▶ [What you need to do]: Exact copies are required of the lines from the line containing "Target: wall texture" through the final line of the listing, both included, and of no other lines.
Begin Data rows
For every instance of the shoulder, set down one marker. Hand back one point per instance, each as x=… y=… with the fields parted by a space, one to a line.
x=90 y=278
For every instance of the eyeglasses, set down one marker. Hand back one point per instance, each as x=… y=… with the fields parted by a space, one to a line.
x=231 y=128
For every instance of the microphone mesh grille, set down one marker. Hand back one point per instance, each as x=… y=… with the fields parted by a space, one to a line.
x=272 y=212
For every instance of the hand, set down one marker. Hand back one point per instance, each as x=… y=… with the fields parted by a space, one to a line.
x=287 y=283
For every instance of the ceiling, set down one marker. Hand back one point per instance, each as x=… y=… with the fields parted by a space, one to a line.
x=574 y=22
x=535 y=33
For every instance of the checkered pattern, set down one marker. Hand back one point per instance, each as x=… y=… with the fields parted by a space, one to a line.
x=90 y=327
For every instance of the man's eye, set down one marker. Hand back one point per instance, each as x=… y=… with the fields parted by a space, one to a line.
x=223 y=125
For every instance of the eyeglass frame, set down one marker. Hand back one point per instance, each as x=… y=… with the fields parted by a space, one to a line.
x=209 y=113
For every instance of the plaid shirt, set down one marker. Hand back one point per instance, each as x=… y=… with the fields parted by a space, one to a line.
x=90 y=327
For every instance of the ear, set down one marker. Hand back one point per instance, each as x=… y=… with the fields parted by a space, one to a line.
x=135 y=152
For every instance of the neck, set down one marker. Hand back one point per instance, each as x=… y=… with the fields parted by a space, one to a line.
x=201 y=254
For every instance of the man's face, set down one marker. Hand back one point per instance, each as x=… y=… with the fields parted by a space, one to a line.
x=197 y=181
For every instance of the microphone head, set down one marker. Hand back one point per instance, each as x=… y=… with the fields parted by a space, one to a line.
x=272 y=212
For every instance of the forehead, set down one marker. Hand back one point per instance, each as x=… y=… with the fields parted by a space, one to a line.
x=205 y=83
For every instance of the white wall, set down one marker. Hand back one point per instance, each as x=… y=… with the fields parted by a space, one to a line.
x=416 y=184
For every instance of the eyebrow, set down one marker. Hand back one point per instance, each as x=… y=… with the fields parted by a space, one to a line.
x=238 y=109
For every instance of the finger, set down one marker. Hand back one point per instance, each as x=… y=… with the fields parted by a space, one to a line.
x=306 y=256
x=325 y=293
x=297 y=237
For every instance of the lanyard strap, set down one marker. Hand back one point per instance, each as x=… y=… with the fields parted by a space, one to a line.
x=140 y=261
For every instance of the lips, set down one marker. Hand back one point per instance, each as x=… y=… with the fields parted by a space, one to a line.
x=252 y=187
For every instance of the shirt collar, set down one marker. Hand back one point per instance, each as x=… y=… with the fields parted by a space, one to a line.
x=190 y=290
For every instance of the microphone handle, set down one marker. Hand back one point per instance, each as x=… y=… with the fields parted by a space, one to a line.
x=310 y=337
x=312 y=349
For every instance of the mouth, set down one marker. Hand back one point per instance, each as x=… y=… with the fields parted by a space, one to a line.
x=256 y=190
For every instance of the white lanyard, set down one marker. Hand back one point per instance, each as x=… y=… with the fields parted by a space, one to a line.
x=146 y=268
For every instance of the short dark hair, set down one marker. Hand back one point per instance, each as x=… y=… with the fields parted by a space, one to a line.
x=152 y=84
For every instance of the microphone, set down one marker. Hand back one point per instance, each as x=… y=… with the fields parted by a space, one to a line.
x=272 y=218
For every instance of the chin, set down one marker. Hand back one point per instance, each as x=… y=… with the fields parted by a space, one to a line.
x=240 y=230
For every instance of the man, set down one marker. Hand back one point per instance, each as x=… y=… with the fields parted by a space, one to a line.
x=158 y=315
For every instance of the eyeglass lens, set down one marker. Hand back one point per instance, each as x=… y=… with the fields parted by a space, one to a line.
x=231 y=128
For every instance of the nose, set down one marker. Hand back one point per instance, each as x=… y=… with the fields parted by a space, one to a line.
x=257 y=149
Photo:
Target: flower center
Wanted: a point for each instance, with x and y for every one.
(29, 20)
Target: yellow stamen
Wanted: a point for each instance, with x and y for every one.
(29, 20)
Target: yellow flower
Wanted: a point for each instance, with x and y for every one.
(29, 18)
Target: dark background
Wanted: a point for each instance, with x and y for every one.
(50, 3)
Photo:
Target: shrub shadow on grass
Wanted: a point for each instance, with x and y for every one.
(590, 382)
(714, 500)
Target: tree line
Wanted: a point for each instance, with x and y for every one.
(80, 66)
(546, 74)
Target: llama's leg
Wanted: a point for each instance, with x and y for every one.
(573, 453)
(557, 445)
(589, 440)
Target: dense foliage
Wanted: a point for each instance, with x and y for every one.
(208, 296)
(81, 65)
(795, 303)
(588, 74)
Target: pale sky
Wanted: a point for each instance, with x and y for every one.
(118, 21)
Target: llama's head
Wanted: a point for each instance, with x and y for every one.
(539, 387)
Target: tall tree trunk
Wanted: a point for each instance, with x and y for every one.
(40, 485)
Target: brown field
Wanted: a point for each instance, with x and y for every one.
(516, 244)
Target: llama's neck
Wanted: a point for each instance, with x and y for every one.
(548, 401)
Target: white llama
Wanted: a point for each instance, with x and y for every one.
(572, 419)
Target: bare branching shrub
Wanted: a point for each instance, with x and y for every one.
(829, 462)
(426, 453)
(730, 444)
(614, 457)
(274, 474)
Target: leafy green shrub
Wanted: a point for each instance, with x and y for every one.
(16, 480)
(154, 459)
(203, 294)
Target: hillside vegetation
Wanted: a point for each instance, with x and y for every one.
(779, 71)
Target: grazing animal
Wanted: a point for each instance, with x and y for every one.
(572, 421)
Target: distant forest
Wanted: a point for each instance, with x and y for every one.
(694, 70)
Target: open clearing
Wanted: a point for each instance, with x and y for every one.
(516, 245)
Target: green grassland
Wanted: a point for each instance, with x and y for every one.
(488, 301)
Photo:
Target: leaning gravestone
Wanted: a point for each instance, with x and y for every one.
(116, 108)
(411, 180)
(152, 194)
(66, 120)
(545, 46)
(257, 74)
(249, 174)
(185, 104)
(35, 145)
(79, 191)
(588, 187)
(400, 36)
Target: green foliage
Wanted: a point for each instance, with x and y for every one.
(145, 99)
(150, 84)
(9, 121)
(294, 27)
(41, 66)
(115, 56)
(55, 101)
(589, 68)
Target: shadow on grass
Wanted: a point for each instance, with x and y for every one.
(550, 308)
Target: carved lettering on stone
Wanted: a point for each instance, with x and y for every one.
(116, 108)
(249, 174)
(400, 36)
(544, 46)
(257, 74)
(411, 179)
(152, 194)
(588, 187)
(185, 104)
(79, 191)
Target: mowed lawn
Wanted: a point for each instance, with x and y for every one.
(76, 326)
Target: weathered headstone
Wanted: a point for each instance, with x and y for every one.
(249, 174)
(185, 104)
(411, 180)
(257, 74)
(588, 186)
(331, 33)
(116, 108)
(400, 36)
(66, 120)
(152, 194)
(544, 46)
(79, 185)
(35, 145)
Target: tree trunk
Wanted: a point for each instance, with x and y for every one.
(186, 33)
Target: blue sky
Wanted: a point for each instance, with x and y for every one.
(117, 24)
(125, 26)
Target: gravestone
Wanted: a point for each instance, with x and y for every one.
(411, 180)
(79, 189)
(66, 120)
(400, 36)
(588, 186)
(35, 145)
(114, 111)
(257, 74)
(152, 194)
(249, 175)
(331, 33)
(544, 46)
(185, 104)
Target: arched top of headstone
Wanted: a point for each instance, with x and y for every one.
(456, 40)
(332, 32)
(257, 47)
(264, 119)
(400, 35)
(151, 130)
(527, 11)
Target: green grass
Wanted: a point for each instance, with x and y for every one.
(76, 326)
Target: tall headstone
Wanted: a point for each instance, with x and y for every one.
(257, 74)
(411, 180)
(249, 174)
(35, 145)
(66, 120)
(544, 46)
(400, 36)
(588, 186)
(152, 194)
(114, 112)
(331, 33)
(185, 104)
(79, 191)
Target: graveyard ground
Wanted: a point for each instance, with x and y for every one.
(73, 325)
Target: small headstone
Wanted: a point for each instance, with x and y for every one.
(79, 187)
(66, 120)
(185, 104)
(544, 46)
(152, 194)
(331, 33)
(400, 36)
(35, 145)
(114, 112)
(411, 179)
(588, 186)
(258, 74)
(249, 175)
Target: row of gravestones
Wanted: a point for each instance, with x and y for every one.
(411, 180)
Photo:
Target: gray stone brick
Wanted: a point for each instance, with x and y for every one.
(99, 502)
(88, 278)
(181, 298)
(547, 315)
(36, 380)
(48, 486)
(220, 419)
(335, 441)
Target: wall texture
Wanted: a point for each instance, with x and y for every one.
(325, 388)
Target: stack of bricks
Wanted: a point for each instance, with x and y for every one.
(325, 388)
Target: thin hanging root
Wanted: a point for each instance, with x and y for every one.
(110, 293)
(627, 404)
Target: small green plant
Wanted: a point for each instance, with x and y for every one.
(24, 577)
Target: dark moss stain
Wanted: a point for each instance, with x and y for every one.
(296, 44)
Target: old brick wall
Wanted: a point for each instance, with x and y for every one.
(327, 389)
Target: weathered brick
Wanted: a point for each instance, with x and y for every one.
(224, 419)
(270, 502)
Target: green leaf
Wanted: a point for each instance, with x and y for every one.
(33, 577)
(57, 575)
End Data rows
▶ [Output of the task]:
Target: wall texture
Wanted: a point for each instance, with x and y for every one.
(325, 388)
Target: stack of bricks
Wanted: a point for each instance, with x and y for every one.
(325, 388)
Target: thin hanging root
Wanted: a point for each instance, with x and y for every one.
(110, 293)
(627, 404)
Target: small green plant
Wanted: a point for each instance, with x and y for every one.
(24, 577)
Target: dark moss stain
Wanted: a point for each instance, with x and y for every one.
(296, 44)
Target: old brick wall
Wanted: a point for each instance, with x and y for every one.
(327, 389)
Target: weathered brick
Wanted: a point for each instance, with x and y for every one.
(224, 419)
(270, 502)
Target: green leaf
Wanted: a point for each instance, with x and y for every one.
(33, 577)
(57, 575)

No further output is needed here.